OBJECTIVE 1
According to the market commentary, at what time is the US CPI report due?
OBJECTIVE 2
Give as a numbered list the lines of the records, starting with the first line of the records and going on through the line that contains "column 264, row 33", leaving out any blank lines.
* Start QUOTED TEXT *
Quarterly Outlook
Fixed Income Outlook: Bonds Hit Reset. A New Equilibrium Emerges
Althea Spinozzi
Head of Fixed Income Strategy
Summary: Risk sentiment looks confident heading into today’s May US CPI release and the FOMC meeting tomorrow as traders eye a Fed pause in the rate hike cycle. The Nasdaq 100 and &P 500 both posted new highs closes for the year and in the case of the S&P 500, a new high since April of last year. Overnight, China surprised with a tweak lower in one of its policy rates ahead of its normally scheduled rate-setting meeting on Thursday.
US equities extended their clear bubble dynamics yesterday with Nasdaq 100 futures rallying 1.7% from the open to the close smelling of strong bets on a surprise lower US May inflation figure today. If the May inflation figures indeed surprise with lower-than-expected core inflation, then it could fuel the melt-up scenario even more. Key risk intraday is naturally the US CPI report at 12:30 GMT.
The US dollar chopped around from weakness and back to strength yesterday ahead of the critical incoming event risks of today’s May US CPI data and tomorrow’s FOMC meeting (preview below). Sterling was particularly volatile on the day as GBPUSD touched highs of 1.2600 before the rally was rejected and slid all the way to sub-1.25 at one point ahead of this morning’s UK labor market data. UK gilt yields rose higher, with 2-year yields revisiting the September highs, on BOE Mann warning of persistent inflation, but failed to support cable as fiscal concerns rose. AUDUSD continued to surge on China stimulus hopes, rising above 0.6750 before retreating and then getting a small additional boost overnight on China’s rate-cut.
* End QUOTED TEXT *
* Start EXERCISE INPUT *
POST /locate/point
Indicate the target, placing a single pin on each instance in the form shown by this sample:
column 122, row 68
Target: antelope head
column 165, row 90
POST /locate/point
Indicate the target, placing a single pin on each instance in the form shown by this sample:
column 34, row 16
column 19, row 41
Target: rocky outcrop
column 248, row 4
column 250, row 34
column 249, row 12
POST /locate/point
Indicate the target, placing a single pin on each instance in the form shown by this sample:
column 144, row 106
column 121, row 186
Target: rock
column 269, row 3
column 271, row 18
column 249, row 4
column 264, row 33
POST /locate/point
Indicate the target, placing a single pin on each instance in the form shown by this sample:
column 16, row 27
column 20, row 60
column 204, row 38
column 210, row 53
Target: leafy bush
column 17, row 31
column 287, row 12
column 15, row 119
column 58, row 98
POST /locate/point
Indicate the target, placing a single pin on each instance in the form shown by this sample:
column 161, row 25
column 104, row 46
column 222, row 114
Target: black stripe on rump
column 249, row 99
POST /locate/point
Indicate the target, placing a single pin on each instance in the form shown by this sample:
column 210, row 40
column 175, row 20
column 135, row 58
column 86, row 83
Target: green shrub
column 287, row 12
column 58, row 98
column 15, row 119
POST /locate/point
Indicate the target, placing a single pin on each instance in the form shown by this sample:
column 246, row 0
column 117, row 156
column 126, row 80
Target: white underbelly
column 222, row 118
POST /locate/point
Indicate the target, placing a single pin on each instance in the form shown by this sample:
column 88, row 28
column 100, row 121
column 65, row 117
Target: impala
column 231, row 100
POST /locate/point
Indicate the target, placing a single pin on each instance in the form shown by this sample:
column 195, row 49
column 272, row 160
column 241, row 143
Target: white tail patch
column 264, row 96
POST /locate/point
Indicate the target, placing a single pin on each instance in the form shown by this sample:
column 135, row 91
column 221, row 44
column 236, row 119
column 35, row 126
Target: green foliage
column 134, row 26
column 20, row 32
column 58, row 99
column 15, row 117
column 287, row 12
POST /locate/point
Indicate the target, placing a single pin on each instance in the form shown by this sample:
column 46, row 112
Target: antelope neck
* End EXERCISE INPUT *
COMPLETE OUTPUT 1
12:30 GMT

COMPLETE OUTPUT 2
1. POST /locate/point
2. Indicate the target, placing a single pin on each instance in the form shown by this sample:
3. column 122, row 68
4. Target: antelope head
5. column 165, row 90
6. POST /locate/point
7. Indicate the target, placing a single pin on each instance in the form shown by this sample:
8. column 34, row 16
9. column 19, row 41
10. Target: rocky outcrop
11. column 248, row 4
12. column 250, row 34
13. column 249, row 12
14. POST /locate/point
15. Indicate the target, placing a single pin on each instance in the form shown by this sample:
16. column 144, row 106
17. column 121, row 186
18. Target: rock
19. column 269, row 3
20. column 271, row 18
21. column 249, row 4
22. column 264, row 33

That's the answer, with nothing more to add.